**SET PROBLEM 1**
According to Durk Dehner's 1995 statement in the passage about Schmeling, why is the Hun "the ultimate safe sex provider"?

**PASSAGE GIVEN**
-*-*-
In 1988, Schmeling collaborated with Jack Fritscher to produce two feature-length films for Palm Drive Video that highlighted hundreds of his drawings: The Hun Video Gallery 1: Rainy Night in Georgia and The Hun Video Gallery 2: Chain Gang Bang.

In 1997, Schmeling wrote a forward for 'Rasslers, 'Ranglers & Rough Guys: The Erotic of Matt, in which he expressed his longtime admiration for fellow erotic artist Charles Kerbs. In 1998, the Tom of Finland Company published The Hun Book, a collection of his work. In 2004, Nazca Plains published a second book, Fetish and Fetters: A Selection of Artwork.

In 2003, the Leslie-Lohman Museum of Art featured Schmeling alongside Michael Kirwan, Howard Cruse, Rob Clarke, and Adam (Jack Bozzi) in its Deliciously Depraved exhibit.

== Cultural impact and legacy ==
In 1995, Durk Dehner wrote:

But the truly fortunate aspect of this work is that the Hun allows us to be pigs, to be as cruel as all hell, to endure excruciating pleasure, and to dish out or take the slimy, grunting, brutal, hairy, messy, expansive limits of taboo kink. And all this happens without committing unsafe acts or cruelty to animals – oh, I mean men. He is the ultimate safe sex provider. Thank you Hun!

The Tom of Finland Foundation awards a Bill "the Hun" Schmeling Single Figure Award each year as part of its annual Emerging Artist Competition. In a 2023 online exhibit, the foundation wrote:"His artist name (The Hun) personifies the intense subject matter of his work [...] The Hun’s works occupy a unique place among gay erotic artists. He has spearheaded a more intense style of artwork that captures scenes and fantasies often avoided by other artists as well as emphasizes a uniquely grotesque style involving oversized body parts, excess body fluids, and other features on a hyper-sexual scale."In July 2019, Schmeling donated all of his remaining artwork, notes, and other materials to the Leather Archives & Museum (LA&M) in Chicago. The LA&M periodically sells comic reprints and merchandise featuring his art.
-*-*-
**SUPPLIED RECORDS**
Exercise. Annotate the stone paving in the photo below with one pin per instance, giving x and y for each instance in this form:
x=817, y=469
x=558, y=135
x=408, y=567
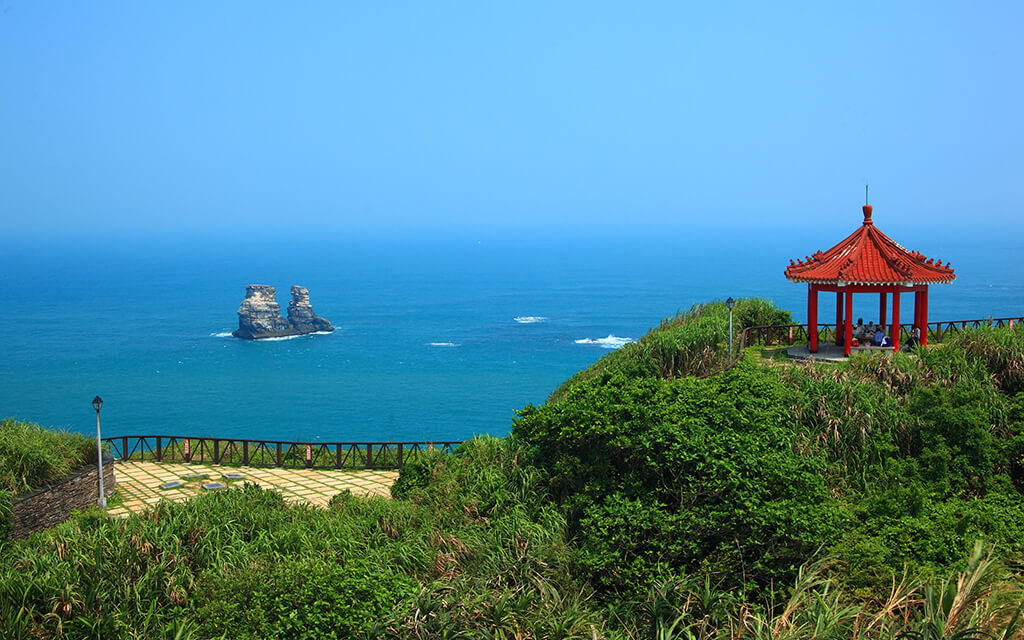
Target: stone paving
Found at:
x=139, y=482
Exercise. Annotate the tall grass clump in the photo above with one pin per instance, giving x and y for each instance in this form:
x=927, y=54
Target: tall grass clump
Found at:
x=31, y=456
x=690, y=343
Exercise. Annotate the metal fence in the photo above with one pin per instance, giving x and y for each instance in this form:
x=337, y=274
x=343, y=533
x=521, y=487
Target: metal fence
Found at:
x=270, y=453
x=796, y=334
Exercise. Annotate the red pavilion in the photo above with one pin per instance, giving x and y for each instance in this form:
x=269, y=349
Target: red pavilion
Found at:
x=867, y=261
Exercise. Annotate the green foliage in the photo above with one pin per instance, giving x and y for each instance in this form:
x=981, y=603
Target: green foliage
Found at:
x=693, y=343
x=6, y=505
x=694, y=474
x=31, y=456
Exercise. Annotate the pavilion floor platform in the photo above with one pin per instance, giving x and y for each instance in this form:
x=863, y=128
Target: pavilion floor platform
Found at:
x=827, y=352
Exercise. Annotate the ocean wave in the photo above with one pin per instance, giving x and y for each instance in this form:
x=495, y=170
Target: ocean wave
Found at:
x=611, y=342
x=279, y=338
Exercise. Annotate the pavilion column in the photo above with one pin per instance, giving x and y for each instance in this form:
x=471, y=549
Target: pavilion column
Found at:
x=848, y=325
x=839, y=316
x=924, y=316
x=895, y=329
x=812, y=317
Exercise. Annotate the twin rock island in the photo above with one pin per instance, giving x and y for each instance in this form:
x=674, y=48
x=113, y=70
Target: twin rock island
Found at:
x=259, y=315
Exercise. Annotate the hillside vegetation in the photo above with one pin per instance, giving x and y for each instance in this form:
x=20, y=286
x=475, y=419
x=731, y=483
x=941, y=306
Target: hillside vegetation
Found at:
x=879, y=498
x=31, y=457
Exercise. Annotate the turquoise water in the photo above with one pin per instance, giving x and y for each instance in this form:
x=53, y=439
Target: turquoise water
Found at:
x=428, y=345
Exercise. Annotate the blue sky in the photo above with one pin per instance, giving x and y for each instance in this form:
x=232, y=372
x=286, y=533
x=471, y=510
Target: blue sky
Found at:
x=185, y=116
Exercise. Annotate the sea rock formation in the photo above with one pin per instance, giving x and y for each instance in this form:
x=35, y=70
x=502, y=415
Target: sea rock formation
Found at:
x=259, y=314
x=300, y=313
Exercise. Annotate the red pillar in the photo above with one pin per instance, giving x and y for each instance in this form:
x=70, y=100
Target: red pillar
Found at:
x=924, y=317
x=894, y=332
x=812, y=317
x=839, y=316
x=848, y=329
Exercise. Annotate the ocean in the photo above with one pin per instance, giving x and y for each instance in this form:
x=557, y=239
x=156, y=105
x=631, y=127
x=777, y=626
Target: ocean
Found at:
x=439, y=335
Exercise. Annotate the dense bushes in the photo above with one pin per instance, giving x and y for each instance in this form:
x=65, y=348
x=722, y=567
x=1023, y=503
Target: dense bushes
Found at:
x=886, y=461
x=688, y=474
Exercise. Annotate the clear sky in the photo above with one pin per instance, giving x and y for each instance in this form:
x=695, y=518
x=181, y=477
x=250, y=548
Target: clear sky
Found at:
x=156, y=116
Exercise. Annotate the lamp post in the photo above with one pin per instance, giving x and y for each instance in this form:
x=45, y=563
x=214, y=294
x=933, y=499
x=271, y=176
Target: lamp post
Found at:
x=97, y=402
x=729, y=302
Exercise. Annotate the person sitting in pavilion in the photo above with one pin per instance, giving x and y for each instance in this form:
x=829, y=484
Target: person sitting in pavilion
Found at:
x=914, y=338
x=859, y=329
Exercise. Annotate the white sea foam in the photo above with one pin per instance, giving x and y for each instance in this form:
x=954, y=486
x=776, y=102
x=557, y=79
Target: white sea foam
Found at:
x=279, y=338
x=611, y=342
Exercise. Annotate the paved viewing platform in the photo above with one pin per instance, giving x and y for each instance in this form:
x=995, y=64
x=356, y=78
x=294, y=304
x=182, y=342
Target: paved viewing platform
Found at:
x=141, y=484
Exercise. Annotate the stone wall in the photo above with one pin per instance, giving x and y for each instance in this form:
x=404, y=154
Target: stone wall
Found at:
x=45, y=508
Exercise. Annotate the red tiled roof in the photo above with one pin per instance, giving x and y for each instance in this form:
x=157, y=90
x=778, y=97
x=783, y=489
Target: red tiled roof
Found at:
x=868, y=257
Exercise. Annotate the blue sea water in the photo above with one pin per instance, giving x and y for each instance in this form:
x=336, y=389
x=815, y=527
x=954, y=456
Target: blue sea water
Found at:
x=440, y=335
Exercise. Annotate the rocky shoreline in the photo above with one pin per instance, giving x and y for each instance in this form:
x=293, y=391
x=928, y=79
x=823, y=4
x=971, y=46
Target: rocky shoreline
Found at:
x=259, y=314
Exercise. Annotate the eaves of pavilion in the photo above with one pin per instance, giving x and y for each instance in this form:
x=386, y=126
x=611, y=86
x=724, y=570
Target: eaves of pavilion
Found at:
x=867, y=261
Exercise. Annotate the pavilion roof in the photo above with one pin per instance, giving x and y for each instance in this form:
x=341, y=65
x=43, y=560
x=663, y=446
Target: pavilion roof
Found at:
x=868, y=257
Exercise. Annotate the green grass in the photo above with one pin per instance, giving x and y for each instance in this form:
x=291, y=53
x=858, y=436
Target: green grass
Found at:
x=32, y=456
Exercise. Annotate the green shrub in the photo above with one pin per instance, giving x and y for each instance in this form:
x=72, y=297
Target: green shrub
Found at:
x=32, y=456
x=6, y=505
x=693, y=474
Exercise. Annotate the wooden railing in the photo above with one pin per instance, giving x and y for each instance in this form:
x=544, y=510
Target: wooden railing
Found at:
x=797, y=334
x=269, y=453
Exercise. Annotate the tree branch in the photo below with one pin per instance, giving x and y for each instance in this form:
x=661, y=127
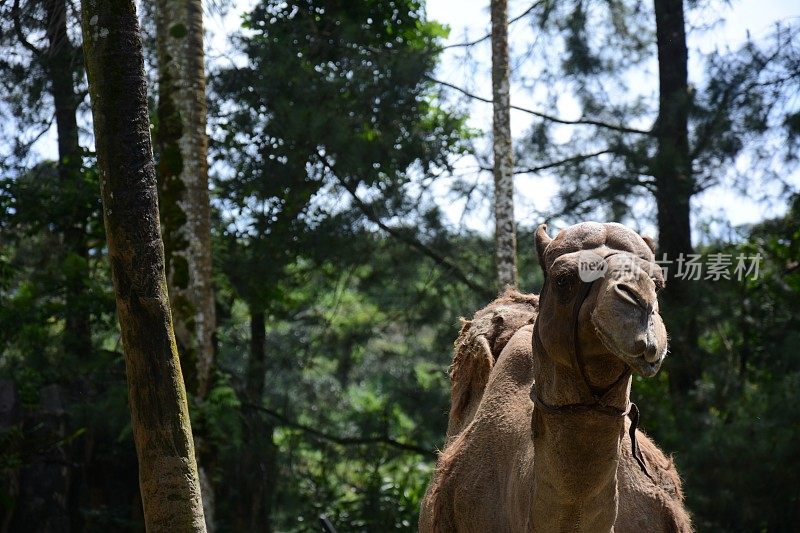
-*-*-
**SET PROBLEM 2**
Recast the records as a JSON list of strings, one string per line, leaving out blank lines and the pictures. Begin at the start of the records and go on through the line that contains "x=259, y=315".

**FINISHED ANSWER 1**
His work lets viewers indulge in extreme, taboo kink, such as cruelty, excruciating pleasure and brutal, messy acts. It does so without anyone actually committing unsafe acts or cruelty.

**FINISHED ANSWER 2**
[
  "Exercise. Annotate the stone paving in the photo below with one pin per instance, giving x and y for each instance in this form:",
  "x=817, y=469",
  "x=558, y=135",
  "x=408, y=567",
  "Target: stone paving",
  "Found at:",
  "x=139, y=482",
  "Exercise. Annotate the tall grass clump in the photo above with one pin per instance, giving x and y for each instance in this form:",
  "x=927, y=54",
  "Target: tall grass clump",
  "Found at:",
  "x=31, y=456",
  "x=690, y=343",
  "Exercise. Annotate the metal fence in the photo above with one pin per instance, giving x and y for each instance in this form:",
  "x=337, y=274",
  "x=343, y=533",
  "x=521, y=487",
  "Target: metal fence",
  "Found at:",
  "x=270, y=453",
  "x=796, y=334",
  "Exercise. Annotate the red pavilion in the photo above with one pin per instance, giving x and y for each instance in this form:",
  "x=269, y=349",
  "Target: red pavilion",
  "Found at:",
  "x=867, y=261",
  "Exercise. Annotate the green foliage in the photo above with one pin per instance, giving x and y for each instance in this form:",
  "x=981, y=603",
  "Target: green foliage",
  "Found at:",
  "x=693, y=343",
  "x=6, y=505",
  "x=694, y=474",
  "x=31, y=456",
  "Exercise. Annotate the pavilion floor platform in the photo above with one pin per instance, giving x and y for each instance in this form:",
  "x=863, y=128",
  "Target: pavilion floor platform",
  "Found at:",
  "x=827, y=352",
  "Exercise. Annotate the ocean wave in the photo above with one pin per instance, giving x and y for each instance in this form:",
  "x=495, y=170",
  "Target: ocean wave",
  "Found at:",
  "x=611, y=342",
  "x=279, y=338",
  "Exercise. Annotate the pavilion column in the photo above with one pin per instance, giving x and y for each instance in this form:",
  "x=471, y=549",
  "Target: pavilion column",
  "Found at:",
  "x=848, y=325",
  "x=839, y=316",
  "x=924, y=316",
  "x=895, y=329",
  "x=812, y=317",
  "Exercise. Annotate the twin rock island in the photo above with one pin per instance, giving x and y for each instance in this form:",
  "x=674, y=48",
  "x=113, y=70",
  "Target: twin rock island",
  "Found at:",
  "x=259, y=315"
]